## PAGE TEXT
On a universal level, these boxed collages are a response to the victims of war. I was especially thinking about the vets who are returning home wounded, on so many levels, from the Iraq war. We have created another generation of war veterans who will need a lot of help to be able to return to their former lives here, if that is possible. We have destroyed many lives and many families through the war. At a more personal level, they are a response to a minor injury that sent me to the hospital for a week. They day before I injured myself, I was in my back yard working in the garden. I heard a loud racket out front. I went to investigate. Several crows were attacking a robin’s nest, and the robins were trying to fend them off. In the middle of the street I came upon a large crow with a a bright blue robin’s egg in it’s beak. A startlingly beautiful image. The inky black sheen of the crow set off by that bright blue egg against a grey street. It stopped me. After I took this visual in, I shooed the crow away and the others flew off with it–egg still in it’s beak.
That afternoon I cut my finger in my studio and needed a few stitches. A week later I had a swollen hand and a massive infection. I had to be hospitalized and hooked up to some IV antibiotics.There was a lot of coverage of the war on TV at the time. I had also been reading some newspaper articles on the returning wounded vets and the mental health of our armed forces. The news was grim. As I watched some of the coverage, I sat there thinking about the crows and the robins. I couldn’t get that image out of my head. What did those birds symbolize?
When I was released, I did some research. Robins are considered to be symbols of compassion. I found 2 stories that described how they got their red breasts. One tells of a robin plucking out a thorn from Christ’s forehead as he was nailed to the cross. The thorn dripped blood on the robin’s breast and stained it red permanently. The other tells the story of robins carrying small buckets of water to the parched souls in hell. Their breast feathers got singed from the flames in hell and colored them red. Crows, almost universally, are considered to be symbols of a bad omen. A bearer of bad news. The one exception is in Japanese shintoism. They are the messengers of the gods.

## DATA TO EXAMINE
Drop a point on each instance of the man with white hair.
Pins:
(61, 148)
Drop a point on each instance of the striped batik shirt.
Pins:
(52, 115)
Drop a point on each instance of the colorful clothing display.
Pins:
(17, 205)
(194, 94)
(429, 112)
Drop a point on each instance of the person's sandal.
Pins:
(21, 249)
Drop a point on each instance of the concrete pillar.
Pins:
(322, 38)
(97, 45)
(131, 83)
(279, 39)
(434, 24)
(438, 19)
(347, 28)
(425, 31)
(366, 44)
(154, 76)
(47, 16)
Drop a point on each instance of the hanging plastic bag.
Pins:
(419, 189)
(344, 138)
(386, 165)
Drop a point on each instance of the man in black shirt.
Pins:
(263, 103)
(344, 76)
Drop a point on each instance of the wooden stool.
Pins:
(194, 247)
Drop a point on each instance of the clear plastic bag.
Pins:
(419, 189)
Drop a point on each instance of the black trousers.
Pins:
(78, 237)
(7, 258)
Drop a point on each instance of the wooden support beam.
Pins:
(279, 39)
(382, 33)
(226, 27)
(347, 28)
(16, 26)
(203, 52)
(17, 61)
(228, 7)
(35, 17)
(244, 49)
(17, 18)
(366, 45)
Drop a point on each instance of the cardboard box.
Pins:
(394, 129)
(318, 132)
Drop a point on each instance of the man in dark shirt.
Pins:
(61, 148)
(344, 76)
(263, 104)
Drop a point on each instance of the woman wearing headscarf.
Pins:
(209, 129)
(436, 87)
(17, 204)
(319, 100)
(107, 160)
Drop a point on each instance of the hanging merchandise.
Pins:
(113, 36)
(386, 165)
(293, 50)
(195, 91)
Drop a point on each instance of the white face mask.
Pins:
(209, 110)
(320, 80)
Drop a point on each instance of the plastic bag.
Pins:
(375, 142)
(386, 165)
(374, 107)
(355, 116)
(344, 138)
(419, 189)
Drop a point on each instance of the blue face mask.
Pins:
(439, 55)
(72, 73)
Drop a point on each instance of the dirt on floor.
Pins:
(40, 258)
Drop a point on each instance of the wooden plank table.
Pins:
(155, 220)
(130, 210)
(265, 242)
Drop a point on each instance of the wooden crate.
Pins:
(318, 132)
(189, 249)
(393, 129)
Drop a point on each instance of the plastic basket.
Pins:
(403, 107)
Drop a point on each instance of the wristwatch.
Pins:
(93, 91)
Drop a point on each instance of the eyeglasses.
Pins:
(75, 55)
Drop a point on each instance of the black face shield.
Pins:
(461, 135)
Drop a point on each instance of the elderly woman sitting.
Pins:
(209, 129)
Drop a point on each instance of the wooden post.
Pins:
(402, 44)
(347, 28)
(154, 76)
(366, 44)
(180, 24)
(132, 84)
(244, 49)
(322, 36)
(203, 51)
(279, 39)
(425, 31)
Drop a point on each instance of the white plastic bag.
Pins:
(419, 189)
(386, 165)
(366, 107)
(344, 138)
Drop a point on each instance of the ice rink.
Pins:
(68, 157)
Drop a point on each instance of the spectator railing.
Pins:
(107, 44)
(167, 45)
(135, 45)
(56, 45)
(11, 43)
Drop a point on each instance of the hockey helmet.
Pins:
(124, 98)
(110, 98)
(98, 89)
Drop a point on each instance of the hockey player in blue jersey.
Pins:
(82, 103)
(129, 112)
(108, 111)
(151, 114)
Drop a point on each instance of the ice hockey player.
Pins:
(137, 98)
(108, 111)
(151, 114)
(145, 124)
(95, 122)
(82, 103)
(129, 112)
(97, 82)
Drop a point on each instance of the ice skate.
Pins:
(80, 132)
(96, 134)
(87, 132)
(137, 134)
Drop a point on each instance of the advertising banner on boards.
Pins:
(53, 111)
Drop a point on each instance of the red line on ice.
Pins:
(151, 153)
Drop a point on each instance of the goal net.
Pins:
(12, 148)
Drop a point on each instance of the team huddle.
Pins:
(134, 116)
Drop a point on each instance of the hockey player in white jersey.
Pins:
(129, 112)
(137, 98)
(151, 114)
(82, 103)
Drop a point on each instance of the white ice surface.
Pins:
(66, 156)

## REQUIREMENT
Write the next part of the text about the boxed collages, continuing from its last sentence. The lines have nothing to do with the text about the boxed collages.

## THE ANSWER
I thought this duality of symbols was interesting and provocative. Almost perfect, really for what I had been thinking about. The robin symbolizes compassion and by extension, healing. The crow is a symbol of a bad omen or the bearer of bad news, which could include being hurt or wounded. I was thinking a lot about what it means to be wounded. How do we heal? What heals? What needs aid? I was also thinking about the archetypes of the wounded warrior and the wounded healer. As I pondered all this, I began to assemble materials and images. I was going to Paris for a month, and I intended to make work while I was living there. Though I usually work more in a 3D vein, I knew I would have to work flat so I could travel easily with the materials I needed to bring with me, as well as easily get the work back to the U.S. I decided I would make flat collages and then box them when I returned.
I knew I had an early 20th century health book that had pictures of first aid and bandagings. Those images became one of my visual starting points. Next I began to scavenge for old first aid kits, images of crows and robins, old fortune telling cards with good and bad fortunes, male paper dolls. I added to these with paper ephemera I found in Paris. I also printed a series of photos I had taken of my hand as the wounds healed. I made many digital copies of robins and crows. I also was looking for anything robin’s egg blue, or the orangey-red color of the robin’s breast. I knew I wanted to use those colors with the black of the crow as my color palette.
That was my starting point. I ended up making 8 diptychs. I put them in hinged boxes that were stained robin’s breast red. They were meant to be like a portable altar or shrine that was popular during medieval times. They are about The Wounded.